TASK OBJECTIVE:
No line before the one containing "of the navy" should appear; that line and all lines after it, through the end of the data, are to be set down exactly.

Records from a dataset

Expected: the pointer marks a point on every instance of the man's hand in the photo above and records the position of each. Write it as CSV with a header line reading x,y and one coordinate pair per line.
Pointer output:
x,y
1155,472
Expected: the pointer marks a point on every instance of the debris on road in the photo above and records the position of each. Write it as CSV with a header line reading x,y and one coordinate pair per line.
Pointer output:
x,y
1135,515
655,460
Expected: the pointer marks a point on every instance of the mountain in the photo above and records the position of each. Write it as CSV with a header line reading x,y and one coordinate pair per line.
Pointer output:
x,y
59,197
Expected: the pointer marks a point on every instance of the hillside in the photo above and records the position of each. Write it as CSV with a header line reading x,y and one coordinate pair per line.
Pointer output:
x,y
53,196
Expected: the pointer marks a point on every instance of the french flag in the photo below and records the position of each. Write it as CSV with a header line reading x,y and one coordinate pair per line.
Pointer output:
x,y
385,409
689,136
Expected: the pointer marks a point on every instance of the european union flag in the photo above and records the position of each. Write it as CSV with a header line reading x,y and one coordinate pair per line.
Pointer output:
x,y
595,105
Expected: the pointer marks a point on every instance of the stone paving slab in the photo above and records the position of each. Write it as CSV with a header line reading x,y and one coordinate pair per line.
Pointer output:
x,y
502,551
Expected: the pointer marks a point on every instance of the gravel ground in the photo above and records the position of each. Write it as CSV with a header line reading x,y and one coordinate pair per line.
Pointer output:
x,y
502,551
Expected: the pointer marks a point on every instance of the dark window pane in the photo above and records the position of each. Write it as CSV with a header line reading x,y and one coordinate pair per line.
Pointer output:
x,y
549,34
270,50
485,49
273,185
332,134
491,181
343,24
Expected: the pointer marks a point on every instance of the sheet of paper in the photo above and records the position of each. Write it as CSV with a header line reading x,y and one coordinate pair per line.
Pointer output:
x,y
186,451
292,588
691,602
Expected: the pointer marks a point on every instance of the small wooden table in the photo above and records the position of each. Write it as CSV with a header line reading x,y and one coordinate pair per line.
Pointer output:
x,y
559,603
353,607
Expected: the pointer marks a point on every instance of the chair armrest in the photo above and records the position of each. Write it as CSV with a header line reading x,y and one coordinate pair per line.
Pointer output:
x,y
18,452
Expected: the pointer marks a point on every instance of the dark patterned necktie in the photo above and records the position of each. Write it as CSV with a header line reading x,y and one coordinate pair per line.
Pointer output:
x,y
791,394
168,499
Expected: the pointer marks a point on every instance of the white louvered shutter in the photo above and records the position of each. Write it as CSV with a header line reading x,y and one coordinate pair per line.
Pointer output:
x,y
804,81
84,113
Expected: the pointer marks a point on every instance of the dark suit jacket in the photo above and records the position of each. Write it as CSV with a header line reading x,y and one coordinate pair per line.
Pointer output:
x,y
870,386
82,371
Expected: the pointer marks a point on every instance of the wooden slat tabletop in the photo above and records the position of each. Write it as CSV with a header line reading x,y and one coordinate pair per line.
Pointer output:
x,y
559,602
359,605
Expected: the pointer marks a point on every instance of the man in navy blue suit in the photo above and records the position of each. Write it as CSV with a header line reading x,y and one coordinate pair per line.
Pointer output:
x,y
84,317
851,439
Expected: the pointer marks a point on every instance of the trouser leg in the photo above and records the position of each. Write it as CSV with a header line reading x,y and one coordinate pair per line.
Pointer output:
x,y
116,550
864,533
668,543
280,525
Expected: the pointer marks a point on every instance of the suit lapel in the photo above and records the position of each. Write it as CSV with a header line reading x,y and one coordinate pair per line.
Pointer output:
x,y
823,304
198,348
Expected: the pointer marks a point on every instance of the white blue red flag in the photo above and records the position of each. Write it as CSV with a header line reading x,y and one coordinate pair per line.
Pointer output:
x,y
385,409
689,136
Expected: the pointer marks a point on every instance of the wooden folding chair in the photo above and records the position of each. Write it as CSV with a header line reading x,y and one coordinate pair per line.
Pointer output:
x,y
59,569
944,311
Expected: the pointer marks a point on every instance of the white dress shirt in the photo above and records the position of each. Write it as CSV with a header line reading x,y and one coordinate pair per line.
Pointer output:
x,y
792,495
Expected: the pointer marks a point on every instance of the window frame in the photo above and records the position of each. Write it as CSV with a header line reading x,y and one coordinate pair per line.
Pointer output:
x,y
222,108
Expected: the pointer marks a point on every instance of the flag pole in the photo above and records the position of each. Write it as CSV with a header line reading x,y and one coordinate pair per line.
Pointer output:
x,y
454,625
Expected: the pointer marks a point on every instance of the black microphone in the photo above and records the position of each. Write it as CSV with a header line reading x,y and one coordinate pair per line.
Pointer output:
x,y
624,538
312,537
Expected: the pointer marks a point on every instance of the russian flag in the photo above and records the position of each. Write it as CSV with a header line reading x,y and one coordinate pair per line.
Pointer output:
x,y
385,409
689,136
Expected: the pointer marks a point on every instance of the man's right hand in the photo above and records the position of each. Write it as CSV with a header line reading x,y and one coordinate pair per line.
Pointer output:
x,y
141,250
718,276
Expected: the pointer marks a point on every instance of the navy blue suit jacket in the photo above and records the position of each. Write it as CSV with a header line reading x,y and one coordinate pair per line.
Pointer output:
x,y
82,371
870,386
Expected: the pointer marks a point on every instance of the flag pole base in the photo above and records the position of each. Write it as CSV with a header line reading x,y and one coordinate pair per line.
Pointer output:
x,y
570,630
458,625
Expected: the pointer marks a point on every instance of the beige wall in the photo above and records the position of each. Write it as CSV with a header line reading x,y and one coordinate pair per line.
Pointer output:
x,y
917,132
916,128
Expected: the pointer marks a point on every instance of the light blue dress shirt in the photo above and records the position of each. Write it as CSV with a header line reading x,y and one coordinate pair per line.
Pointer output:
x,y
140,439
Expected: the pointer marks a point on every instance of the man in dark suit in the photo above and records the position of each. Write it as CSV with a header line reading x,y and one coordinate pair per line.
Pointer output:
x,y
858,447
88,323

EXERCISE SOLUTION:
Expected: the pointer marks a point on every instance of the navy blue suit jacket in the photo above and records the position of each. Write it as CSV with a header line reading x,y and one coordinate pair per line.
Pointer output:
x,y
82,371
870,386
Expected: the pointer marks a point on every instance of the flag pole base in the photo above and records the position of each. Write it as CSV with a header line reading x,y and one coordinate pair per line.
Pointer output:
x,y
570,630
458,625
Expected: the pointer marks a point on every instance of the beige wall in the photo above and records the position of each. Write it as CSV with a header line reading x,y and one coordinate pair per line.
Pointer output:
x,y
917,132
916,128
Expected: the pointer marks a point on every instance of the light blue dress shirt in the photo above and records the position of each. Write it as CSV with a header line reading x,y and one coordinate pair per line.
Pointer output:
x,y
140,439
Expected: the pointer marks a point on every instance of the man in dark suit in the photo above and records the position of each. Write it as CSV with a header line reading x,y and one coordinate pair per line.
Pointer output:
x,y
858,447
88,323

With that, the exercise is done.